§ **The task**:
Below is a listing; repeat exactly the lines from the one containing "Target: khaki pants" to the one containing "mark the blue face", both included.

Segment Start: Input data

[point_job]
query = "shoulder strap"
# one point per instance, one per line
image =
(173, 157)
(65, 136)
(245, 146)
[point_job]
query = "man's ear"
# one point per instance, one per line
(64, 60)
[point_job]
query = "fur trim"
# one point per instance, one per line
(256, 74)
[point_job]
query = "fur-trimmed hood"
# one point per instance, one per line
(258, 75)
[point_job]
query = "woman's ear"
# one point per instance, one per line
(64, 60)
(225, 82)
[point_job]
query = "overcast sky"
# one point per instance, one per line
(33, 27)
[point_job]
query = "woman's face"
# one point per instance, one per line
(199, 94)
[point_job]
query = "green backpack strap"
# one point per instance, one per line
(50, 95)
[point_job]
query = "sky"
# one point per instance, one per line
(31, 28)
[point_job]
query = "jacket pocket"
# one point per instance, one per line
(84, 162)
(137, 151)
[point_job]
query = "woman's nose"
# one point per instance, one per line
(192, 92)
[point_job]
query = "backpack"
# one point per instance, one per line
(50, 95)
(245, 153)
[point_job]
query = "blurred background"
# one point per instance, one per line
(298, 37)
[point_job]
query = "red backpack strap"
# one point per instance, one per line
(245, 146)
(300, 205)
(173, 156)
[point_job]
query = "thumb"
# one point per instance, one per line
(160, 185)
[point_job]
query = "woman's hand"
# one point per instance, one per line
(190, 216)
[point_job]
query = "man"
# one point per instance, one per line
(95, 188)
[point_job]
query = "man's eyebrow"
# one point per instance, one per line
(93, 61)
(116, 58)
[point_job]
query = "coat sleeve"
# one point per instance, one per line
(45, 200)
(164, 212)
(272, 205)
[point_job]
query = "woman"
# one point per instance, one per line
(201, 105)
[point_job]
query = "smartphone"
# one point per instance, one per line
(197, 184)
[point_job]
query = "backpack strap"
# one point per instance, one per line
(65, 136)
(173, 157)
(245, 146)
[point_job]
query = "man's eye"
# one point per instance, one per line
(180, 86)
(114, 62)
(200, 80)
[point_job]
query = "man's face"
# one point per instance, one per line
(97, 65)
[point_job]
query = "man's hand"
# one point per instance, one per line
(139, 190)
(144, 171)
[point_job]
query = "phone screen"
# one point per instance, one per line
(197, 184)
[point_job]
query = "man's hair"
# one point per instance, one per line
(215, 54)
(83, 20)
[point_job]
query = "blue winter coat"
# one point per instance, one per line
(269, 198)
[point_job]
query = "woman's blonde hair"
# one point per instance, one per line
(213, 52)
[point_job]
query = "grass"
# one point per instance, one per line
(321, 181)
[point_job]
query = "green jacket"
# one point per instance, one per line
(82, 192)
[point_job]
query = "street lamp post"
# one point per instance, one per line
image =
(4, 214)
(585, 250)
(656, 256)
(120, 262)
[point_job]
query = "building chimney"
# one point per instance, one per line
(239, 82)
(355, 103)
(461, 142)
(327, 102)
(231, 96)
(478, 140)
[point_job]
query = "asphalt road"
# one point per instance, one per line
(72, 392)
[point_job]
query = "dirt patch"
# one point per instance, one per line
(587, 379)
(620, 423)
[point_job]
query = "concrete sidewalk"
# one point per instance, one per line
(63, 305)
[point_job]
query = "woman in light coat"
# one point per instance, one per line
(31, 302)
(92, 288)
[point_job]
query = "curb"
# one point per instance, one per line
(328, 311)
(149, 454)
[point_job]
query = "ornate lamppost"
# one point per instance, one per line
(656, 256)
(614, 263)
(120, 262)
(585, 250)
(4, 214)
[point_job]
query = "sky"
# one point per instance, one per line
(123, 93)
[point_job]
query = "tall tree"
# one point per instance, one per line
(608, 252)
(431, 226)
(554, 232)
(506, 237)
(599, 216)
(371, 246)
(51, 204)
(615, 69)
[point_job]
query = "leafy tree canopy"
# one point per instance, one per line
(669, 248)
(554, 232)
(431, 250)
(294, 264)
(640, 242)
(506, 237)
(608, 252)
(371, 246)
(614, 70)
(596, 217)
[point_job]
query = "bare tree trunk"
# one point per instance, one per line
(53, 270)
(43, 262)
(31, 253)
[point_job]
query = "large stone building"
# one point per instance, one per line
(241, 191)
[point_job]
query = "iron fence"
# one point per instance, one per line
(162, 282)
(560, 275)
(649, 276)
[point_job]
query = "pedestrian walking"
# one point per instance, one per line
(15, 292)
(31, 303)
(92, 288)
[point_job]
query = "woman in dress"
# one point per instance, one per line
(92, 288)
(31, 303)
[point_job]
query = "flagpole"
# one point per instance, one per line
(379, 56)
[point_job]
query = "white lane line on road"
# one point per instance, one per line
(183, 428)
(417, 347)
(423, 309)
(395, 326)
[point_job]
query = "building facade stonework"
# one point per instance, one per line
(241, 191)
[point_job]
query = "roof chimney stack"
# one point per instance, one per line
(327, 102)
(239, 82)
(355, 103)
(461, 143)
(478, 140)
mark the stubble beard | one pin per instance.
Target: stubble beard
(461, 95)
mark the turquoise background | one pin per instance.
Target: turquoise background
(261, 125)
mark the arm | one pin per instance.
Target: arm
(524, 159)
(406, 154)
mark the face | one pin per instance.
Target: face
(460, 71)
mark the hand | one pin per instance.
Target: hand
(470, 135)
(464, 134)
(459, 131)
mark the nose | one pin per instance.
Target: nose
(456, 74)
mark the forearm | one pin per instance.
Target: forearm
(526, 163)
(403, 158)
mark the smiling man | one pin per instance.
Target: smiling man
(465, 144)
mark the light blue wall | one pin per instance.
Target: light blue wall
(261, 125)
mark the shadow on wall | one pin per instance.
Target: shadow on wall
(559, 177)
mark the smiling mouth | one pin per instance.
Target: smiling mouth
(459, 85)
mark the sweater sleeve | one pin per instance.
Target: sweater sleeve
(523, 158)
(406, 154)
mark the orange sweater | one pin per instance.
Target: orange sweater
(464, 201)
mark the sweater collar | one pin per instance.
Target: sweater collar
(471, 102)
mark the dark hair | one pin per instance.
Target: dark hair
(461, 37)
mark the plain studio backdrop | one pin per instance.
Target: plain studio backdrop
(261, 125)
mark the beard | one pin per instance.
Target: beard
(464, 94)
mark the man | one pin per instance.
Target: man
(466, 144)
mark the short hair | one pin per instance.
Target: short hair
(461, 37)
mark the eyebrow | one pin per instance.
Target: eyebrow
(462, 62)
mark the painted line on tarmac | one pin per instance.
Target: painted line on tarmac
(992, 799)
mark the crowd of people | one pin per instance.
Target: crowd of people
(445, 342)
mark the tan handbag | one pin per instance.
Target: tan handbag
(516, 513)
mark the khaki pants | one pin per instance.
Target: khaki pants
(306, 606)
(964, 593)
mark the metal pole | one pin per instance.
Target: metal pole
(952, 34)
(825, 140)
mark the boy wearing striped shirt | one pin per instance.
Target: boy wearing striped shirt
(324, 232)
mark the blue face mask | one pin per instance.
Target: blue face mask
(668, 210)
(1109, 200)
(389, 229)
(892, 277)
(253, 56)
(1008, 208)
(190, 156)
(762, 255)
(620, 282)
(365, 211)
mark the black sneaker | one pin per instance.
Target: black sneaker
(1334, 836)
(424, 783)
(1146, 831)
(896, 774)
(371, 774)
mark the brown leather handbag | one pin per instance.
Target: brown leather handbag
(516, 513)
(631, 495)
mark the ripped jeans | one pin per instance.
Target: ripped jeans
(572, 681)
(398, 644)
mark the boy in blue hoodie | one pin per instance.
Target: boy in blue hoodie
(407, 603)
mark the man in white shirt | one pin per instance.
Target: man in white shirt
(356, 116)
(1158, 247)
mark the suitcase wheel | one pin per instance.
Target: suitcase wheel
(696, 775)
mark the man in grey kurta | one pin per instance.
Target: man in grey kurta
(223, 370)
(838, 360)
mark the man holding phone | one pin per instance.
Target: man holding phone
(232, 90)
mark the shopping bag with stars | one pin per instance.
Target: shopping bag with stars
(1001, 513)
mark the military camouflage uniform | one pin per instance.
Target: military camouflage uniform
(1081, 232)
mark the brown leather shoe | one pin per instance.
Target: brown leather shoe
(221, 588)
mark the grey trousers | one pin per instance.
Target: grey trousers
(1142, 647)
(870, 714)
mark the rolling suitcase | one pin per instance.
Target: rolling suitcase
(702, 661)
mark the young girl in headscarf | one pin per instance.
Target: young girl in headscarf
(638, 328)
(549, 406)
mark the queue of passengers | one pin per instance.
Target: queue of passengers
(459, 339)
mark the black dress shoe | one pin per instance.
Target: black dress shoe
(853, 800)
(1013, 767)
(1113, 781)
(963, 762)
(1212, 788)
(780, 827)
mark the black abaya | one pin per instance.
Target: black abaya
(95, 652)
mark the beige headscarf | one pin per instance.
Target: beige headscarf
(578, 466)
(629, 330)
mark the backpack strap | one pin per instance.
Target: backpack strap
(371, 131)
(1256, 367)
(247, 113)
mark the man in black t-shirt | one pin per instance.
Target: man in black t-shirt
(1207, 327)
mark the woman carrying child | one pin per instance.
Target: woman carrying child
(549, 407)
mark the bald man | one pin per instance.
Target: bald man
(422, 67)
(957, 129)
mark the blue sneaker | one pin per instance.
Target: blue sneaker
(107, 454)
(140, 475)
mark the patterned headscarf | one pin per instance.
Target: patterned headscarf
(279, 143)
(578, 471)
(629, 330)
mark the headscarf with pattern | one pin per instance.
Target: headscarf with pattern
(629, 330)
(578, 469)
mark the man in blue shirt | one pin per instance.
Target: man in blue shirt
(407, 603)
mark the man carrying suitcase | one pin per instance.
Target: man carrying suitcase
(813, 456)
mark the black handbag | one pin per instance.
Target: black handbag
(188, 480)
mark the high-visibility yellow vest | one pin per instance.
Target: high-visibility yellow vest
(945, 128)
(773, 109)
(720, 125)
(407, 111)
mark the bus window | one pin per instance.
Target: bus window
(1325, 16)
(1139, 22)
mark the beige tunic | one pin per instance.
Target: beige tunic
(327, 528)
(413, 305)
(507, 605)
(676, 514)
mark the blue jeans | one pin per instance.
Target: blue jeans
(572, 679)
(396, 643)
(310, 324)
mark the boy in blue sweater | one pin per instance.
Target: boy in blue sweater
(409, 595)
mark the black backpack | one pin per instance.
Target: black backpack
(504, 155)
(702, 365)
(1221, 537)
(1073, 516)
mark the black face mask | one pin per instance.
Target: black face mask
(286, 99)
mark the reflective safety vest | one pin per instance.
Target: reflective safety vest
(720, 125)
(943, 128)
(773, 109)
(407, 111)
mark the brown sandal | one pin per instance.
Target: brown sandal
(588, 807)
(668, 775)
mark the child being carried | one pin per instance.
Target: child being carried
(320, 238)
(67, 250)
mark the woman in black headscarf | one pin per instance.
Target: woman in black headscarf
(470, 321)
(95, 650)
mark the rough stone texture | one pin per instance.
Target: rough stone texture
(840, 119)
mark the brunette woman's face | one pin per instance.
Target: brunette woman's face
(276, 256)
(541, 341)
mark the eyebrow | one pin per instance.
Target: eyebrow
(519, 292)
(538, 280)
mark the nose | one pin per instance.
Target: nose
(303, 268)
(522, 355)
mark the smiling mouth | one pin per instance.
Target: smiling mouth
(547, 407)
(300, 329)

Segment End: Input data

§ **Response to the task**:
Target: khaki pants
(306, 606)
(964, 593)
mark the metal pole | one pin per instance.
Target: metal pole
(952, 34)
(825, 140)
mark the boy wearing striped shirt | one pin per instance.
Target: boy wearing striped shirt
(324, 232)
mark the blue face mask | one pin per instance.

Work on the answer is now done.